Can you give all the records again without altering a single character?
::: DATA SECTION :::
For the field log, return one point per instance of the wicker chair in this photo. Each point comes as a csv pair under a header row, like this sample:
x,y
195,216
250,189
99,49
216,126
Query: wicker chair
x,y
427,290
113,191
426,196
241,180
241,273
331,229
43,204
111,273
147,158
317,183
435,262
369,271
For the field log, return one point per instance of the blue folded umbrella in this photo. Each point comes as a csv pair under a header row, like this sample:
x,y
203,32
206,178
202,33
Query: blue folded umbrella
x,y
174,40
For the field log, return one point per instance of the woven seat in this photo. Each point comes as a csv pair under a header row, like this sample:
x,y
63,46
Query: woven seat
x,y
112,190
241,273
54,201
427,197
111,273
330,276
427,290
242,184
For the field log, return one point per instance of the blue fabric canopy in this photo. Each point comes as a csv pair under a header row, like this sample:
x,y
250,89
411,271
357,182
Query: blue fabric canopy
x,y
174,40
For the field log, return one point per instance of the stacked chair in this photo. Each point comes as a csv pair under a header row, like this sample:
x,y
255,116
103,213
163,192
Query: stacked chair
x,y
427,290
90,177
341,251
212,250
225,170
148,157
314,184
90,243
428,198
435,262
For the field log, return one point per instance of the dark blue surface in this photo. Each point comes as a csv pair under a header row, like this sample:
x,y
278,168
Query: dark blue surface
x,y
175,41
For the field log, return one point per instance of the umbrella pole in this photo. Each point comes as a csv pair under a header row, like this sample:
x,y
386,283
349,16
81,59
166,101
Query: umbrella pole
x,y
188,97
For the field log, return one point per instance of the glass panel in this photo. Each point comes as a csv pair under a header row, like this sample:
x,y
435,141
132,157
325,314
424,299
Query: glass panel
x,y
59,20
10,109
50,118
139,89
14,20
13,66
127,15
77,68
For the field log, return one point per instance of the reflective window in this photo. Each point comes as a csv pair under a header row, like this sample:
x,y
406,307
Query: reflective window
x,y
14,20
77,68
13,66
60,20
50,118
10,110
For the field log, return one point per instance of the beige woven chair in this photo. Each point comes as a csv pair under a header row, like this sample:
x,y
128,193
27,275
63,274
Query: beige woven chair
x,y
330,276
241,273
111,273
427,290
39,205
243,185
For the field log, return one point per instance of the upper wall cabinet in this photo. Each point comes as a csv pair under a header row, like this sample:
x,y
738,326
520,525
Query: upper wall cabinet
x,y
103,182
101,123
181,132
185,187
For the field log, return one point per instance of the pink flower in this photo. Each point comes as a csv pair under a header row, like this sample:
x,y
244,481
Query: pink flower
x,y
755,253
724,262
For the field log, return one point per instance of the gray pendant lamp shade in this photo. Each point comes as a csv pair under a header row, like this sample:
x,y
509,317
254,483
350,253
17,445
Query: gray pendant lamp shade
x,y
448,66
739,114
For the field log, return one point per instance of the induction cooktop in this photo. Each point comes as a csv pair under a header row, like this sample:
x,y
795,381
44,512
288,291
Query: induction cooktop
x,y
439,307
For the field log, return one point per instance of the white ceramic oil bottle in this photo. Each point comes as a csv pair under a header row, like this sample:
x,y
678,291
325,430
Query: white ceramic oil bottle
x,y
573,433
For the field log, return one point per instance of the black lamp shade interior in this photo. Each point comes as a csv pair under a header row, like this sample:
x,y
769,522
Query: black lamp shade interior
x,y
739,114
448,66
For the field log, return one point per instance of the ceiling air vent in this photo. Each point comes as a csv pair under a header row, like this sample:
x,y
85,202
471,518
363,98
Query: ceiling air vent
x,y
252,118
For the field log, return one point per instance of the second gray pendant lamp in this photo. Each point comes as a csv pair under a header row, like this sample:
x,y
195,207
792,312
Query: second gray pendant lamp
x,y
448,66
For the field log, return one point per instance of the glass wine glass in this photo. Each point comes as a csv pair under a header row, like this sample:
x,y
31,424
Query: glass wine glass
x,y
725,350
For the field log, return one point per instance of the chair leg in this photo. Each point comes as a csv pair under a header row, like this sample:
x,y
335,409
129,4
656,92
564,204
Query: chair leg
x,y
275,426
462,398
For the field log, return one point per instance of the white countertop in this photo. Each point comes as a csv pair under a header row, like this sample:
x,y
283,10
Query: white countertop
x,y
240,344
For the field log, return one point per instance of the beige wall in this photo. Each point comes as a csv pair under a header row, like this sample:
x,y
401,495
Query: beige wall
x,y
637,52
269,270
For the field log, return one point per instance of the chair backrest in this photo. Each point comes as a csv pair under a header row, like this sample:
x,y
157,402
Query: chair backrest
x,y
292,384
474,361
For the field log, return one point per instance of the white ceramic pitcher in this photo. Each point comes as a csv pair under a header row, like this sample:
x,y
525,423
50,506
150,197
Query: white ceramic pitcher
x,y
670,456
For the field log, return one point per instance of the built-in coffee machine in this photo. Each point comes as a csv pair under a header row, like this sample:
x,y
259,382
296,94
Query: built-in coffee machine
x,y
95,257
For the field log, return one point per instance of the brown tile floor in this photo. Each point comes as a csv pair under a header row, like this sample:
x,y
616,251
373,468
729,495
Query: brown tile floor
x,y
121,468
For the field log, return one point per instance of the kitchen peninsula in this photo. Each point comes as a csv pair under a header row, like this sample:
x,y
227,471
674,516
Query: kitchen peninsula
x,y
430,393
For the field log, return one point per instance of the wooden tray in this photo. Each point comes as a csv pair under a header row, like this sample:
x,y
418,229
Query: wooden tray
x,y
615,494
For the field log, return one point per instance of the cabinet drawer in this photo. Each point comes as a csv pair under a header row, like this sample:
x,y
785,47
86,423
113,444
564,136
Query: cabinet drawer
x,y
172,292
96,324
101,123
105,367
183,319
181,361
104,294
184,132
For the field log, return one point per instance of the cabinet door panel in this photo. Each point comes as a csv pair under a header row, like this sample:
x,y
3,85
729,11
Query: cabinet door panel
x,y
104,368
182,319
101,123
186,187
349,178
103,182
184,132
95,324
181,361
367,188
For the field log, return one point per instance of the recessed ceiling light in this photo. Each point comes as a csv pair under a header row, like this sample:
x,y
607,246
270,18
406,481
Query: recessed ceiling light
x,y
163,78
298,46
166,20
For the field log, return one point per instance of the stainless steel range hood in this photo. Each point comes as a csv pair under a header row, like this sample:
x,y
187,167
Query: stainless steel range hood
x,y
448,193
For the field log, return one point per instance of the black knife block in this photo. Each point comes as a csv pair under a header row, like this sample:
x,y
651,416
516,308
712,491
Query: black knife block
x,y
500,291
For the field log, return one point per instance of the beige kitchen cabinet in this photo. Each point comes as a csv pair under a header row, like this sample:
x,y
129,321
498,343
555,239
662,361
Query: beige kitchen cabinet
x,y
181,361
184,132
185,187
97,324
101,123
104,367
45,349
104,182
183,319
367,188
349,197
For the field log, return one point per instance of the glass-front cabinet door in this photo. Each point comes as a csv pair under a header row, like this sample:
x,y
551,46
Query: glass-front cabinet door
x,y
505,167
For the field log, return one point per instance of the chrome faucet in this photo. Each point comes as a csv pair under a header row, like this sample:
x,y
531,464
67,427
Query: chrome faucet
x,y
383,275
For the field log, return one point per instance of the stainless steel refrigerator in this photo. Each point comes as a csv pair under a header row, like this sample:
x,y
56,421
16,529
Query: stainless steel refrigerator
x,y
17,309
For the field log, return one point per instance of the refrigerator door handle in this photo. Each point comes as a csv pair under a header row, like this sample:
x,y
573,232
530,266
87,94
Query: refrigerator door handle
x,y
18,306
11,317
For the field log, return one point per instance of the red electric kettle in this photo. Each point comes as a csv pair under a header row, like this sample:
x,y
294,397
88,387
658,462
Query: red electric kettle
:::
§ CORRECT RESPONSE
For the field log, return one point per instance of the wicker chair in this photo. Each point comes as a csv pair under a header row, like this sample:
x,y
195,216
250,189
99,49
216,126
Query: wicker chair
x,y
427,290
113,191
426,196
241,180
241,273
331,229
43,204
111,273
147,158
317,183
435,262
369,271
For the field log, return one point per instance of the blue folded umbrella in this photo. Each point comes as a csv pair under a header row, like this sample:
x,y
203,32
206,178
202,33
Query: blue folded umbrella
x,y
174,40
For the field log, return one point per instance of the woven seat in this photo. Each point comes as a csv pair under a header row, like this sample:
x,y
63,46
Query: woven seat
x,y
112,190
241,273
54,201
427,197
111,273
330,276
427,290
242,184
For the field log, return one point per instance of the blue fabric canopy in this photo. Each point comes as a csv pair under a header row, like this sample:
x,y
250,89
411,271
357,182
Query: blue fabric canopy
x,y
174,40
For the field log, return one point per instance of the stacked chair in this photo. Each point comes as a csv pair under a header row, like this sample:
x,y
255,116
103,213
163,192
Query: stacked chair
x,y
427,290
90,177
341,251
212,250
225,170
148,157
314,184
90,243
428,198
435,262
For the field log, return one point per instance of the dark blue surface in this photo. Each point comes as a csv pair under a header row, like this sample:
x,y
278,168
Query: dark blue surface
x,y
175,41
For the field log, return one point per instance of the umbrella pole in this photo. Each point comes as a csv pair under a header row, like this sample:
x,y
386,283
349,16
81,59
166,101
Query: umbrella pole
x,y
188,97
For the field log, return one point per instance of the glass panel in this photo. Each point comes as a csv pair under a header row, like this sample:
x,y
435,141
132,157
325,314
424,299
Query: glass panel
x,y
59,20
10,109
50,118
139,89
14,20
13,66
127,15
77,68
For the field log, return one point per instance of the reflective window in this photo. Each point comes as a csv pair under a header row, like this sample:
x,y
406,307
Query: reflective window
x,y
14,20
77,68
13,66
60,20
50,118
10,110
For the field log, return one point per instance of the beige woven chair in this photo. Each point comes as a csv pair under a header row, like this sample:
x,y
128,193
27,275
63,274
Query: beige woven chair
x,y
330,276
241,273
111,273
427,290
39,205
243,185
For the field log, return one point per instance of the upper wall cabinet in this photo. Each point comes as a csv pair under a header row, like this sample:
x,y
738,326
520,525
Query: upper wall cabinet
x,y
103,182
101,123
181,132
185,187
For the field log, return one point per instance of the pink flower in this photo. Each point comes as a csv pair under a header row, like this sample:
x,y
244,481
Query: pink flower
x,y
755,253
724,262
For the field log, return one point per instance of the gray pendant lamp shade in this photo. Each point comes as a csv pair under a header row, like this sample:
x,y
509,317
254,483
350,253
17,445
Query: gray pendant lamp shade
x,y
448,66
739,114
For the field log, return one point per instance of the induction cooktop in this photo. Each point comes as a csv pair under a header row, like this sample:
x,y
795,381
44,512
288,291
Query: induction cooktop
x,y
439,307
For the field log, return one point per instance of the white ceramic oil bottle in this photo. Each point comes as a csv pair under a header row, like this sample:
x,y
678,291
325,430
Query: white ceramic oil bottle
x,y
573,433
For the field log, return one point per instance of the black lamp shade interior in this photo. Each point comes as a csv pair under a header row, like this sample:
x,y
769,522
Query: black lamp shade interior
x,y
739,114
448,66
For the field log, return one point per instance of the ceiling air vent in this photo. Each point comes as a csv pair under a header row, like this sample:
x,y
85,202
471,518
363,98
Query: ceiling air vent
x,y
252,118
For the field log, return one point per instance of the second gray pendant lamp in this photo. Each point comes as a csv pair under a header row, like this sample:
x,y
195,207
792,312
Query: second gray pendant lamp
x,y
448,66
For the field log, return one point per instance of the glass wine glass in this photo. Each point comes as a csv pair under a header row, like this sample:
x,y
31,424
Query: glass wine glass
x,y
725,350
For the field log, return one point per instance of the chair leg in this photo. Each point comes as a csv pair under a header row, like this sample:
x,y
335,409
129,4
656,92
564,204
Query: chair leg
x,y
275,426
462,398
For the field log, return one point per instance of the white countertop in this photo. Each point comes as a csv pair under a header row, like this sample:
x,y
283,10
Query: white countertop
x,y
240,344
For the field log, return one point per instance of the beige wall in this photo. Each point comes as a csv pair under a header row, like this sample:
x,y
401,495
Query: beige wall
x,y
637,52
269,270
For the field log, return one point per instance of the chair backrest in this photo. Each point comes as a csv pair under a header row, like this sample:
x,y
157,402
Query: chair backrest
x,y
292,384
474,361
For the field log, return one point per instance of the white ceramic pitcher in this photo. Each point comes as a csv pair under a header row, like this sample:
x,y
525,423
50,506
150,197
Query: white ceramic pitcher
x,y
670,456
For the field log, return one point per instance of the built-in coffee machine in this photo. Each point comes as a csv pair under a header row, like this sample:
x,y
259,382
296,94
Query: built-in coffee machine
x,y
95,257
For the field log, return one point per instance of the brown tile floor in this photo. Each point comes as a csv pair under a header row, like this sample:
x,y
616,251
373,468
729,495
Query: brown tile floor
x,y
121,468
For the field log, return one point per instance of the kitchen peninsula in this photo. Each point comes as a csv pair under a header row, like this sample:
x,y
227,471
674,516
Query: kitchen peninsula
x,y
430,393
For the field log, return one point per instance of the wooden tray in this photo. Each point comes as a csv pair under a header row, like this sample:
x,y
418,229
Query: wooden tray
x,y
615,494
For the field log, return one point per instance of the cabinet drawer in this photo. Each point comes as a csv pair under a header row, like this sample:
x,y
785,47
86,423
113,444
564,136
Query: cabinet drawer
x,y
172,292
96,324
101,123
105,367
183,319
181,361
104,294
184,132
For the field log, return one point per instance of the cabinet door panel in this photo. Each point comes as a csv pair under a header row, like this sample:
x,y
3,85
729,11
Query: cabinet door panel
x,y
104,368
182,319
101,123
186,187
349,178
103,182
184,132
95,324
181,361
367,188
For the field log, return one point per instance of the recessed ceiling light in this photo. Each point comes as a csv pair under a header row, like this sample:
x,y
607,246
270,18
406,481
Query: recessed ceiling light
x,y
163,78
298,46
166,20
For the field log, return one point per instance of the stainless steel range hood in this photo. Each point comes as a csv pair under a header row, like this sample:
x,y
187,167
Query: stainless steel range hood
x,y
448,193
For the field log, return one point per instance of the black knife block in this photo. Each point comes as a csv pair under a header row, like this sample:
x,y
651,416
516,308
712,491
Query: black knife block
x,y
500,291
For the field log, return one point per instance of the beige kitchen cabinet in this photo. Each point comes as a csv pair under a header row, like this sample:
x,y
129,321
498,343
555,239
662,361
Query: beige kitchen cabinet
x,y
181,361
184,132
185,187
97,324
101,123
104,367
45,349
104,182
183,319
367,188
349,197
For the field log, return one point per instance of the glass-front cabinet door in this photo. Each point comes as a csv pair under a header row, like this sample:
x,y
551,46
Query: glass-front cabinet door
x,y
505,167
For the field log, return one point per instance of the chrome faucet in this photo. Each point comes as a csv pair under a header row, like this sample:
x,y
531,464
67,427
Query: chrome faucet
x,y
383,275
For the field log, return one point per instance of the stainless steel refrigerator in this photo. Each point comes as a csv pair under a header row, like this sample:
x,y
56,421
16,529
Query: stainless steel refrigerator
x,y
17,309
For the field log, return one point per instance of the refrigerator door handle in this photo. Each point comes as a csv pair under a header row, like this sample:
x,y
573,232
530,266
87,94
Query: refrigerator door handle
x,y
18,306
11,317
For the field log, return one point per instance of the red electric kettle in this photo. Each point comes as a csv pair under a header row, like this sample:
x,y
294,397
88,387
658,462
Query: red electric kettle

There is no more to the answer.